Required work: Show each line of the rows below that contains the string "carved", copying every such line in full.

Task data:

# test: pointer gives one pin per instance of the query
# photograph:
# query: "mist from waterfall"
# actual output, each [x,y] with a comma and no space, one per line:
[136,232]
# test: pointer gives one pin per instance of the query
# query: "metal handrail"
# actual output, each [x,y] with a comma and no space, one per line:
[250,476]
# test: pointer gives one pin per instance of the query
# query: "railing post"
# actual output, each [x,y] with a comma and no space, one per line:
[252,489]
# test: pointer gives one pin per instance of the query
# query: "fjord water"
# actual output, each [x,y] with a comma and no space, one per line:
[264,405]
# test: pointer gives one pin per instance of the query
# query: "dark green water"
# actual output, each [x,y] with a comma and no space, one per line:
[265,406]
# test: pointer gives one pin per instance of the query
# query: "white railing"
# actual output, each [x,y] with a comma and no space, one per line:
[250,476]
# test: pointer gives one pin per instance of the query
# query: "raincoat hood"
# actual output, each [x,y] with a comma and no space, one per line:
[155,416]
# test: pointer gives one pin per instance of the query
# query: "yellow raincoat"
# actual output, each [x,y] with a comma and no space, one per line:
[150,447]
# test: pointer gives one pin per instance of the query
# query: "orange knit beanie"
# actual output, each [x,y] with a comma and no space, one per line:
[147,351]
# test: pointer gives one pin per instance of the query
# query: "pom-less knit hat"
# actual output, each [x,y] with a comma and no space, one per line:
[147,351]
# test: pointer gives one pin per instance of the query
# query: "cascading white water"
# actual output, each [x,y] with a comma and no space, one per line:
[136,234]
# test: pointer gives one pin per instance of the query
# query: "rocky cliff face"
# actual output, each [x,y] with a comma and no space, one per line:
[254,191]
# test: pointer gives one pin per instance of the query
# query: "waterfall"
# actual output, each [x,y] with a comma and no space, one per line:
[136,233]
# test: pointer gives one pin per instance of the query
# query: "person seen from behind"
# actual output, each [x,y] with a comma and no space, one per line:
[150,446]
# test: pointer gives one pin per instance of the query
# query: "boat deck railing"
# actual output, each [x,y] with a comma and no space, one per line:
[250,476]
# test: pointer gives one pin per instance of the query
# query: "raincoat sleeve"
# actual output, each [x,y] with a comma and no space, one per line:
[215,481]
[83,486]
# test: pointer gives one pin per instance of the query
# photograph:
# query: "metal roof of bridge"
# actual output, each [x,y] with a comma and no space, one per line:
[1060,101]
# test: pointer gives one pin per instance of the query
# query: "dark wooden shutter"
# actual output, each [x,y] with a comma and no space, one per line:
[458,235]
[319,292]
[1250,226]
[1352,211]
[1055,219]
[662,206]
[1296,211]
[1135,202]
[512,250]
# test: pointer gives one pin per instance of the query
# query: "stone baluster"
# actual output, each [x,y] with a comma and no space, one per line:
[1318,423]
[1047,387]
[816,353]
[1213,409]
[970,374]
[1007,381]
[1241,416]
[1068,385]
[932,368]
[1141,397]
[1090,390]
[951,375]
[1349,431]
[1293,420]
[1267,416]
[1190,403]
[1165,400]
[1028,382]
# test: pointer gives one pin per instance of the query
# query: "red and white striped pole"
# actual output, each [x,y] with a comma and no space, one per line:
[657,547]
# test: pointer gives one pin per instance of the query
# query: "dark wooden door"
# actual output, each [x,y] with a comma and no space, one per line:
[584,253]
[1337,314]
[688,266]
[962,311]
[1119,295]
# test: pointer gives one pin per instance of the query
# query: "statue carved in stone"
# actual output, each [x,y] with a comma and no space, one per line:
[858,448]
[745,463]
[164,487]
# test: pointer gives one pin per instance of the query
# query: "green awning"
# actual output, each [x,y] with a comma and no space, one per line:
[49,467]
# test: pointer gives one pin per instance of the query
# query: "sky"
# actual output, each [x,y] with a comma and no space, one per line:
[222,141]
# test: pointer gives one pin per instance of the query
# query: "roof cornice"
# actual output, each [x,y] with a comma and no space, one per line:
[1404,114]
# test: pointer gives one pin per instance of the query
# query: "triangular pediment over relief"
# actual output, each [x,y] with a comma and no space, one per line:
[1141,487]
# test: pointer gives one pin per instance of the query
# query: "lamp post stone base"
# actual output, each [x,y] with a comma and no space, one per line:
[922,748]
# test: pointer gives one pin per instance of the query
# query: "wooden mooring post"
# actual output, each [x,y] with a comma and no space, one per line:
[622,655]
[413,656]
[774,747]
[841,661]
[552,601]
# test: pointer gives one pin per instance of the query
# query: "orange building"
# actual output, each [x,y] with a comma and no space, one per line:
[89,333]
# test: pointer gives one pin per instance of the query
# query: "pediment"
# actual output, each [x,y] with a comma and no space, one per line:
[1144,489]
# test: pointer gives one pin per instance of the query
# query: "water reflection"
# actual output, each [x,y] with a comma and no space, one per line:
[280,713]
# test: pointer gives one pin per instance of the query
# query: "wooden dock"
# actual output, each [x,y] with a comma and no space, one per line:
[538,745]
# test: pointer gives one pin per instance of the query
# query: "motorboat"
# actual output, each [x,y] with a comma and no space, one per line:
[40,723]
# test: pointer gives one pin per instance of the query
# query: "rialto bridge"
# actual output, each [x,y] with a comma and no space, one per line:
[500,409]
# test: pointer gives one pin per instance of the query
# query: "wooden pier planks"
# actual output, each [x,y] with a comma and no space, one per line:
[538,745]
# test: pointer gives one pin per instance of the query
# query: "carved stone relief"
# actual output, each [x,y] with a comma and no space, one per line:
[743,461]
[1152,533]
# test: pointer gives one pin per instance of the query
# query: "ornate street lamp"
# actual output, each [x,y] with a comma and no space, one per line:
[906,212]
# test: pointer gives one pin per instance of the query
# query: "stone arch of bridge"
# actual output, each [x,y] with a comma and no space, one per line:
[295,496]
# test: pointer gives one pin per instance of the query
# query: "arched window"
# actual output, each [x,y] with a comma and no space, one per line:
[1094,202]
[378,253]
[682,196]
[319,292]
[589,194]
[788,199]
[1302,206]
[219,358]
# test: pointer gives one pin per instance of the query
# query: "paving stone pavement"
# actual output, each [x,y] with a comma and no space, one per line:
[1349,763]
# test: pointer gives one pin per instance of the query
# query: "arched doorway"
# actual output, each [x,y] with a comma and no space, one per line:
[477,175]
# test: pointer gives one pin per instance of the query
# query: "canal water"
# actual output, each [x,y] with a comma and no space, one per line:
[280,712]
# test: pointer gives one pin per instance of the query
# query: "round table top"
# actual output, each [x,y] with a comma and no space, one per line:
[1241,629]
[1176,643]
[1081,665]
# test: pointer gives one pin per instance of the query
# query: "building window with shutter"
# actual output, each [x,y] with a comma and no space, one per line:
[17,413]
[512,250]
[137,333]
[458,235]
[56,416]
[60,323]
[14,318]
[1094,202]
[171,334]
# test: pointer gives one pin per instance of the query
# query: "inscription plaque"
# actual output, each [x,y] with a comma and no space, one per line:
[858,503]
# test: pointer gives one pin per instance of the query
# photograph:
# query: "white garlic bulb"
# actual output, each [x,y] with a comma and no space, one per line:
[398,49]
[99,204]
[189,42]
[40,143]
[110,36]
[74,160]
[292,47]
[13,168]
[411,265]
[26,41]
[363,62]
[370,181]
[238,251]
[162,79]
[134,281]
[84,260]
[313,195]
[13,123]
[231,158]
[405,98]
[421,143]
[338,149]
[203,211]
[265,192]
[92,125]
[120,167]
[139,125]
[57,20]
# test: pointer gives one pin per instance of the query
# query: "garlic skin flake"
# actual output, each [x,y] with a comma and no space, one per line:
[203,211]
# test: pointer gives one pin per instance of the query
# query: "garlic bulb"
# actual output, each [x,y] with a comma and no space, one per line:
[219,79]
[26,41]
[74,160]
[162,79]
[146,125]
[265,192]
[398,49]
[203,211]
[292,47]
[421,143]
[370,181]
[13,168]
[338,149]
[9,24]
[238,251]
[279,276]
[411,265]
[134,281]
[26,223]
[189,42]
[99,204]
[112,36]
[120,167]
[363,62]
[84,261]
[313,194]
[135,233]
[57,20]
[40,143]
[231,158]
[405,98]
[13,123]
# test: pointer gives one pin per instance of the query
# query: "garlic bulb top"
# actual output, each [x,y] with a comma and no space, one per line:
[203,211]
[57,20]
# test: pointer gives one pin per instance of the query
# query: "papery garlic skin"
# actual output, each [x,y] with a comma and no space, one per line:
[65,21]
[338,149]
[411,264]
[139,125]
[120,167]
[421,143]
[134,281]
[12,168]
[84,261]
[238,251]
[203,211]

The completed task:
# query: "statue carved in stone"
# query: "carved stone relief"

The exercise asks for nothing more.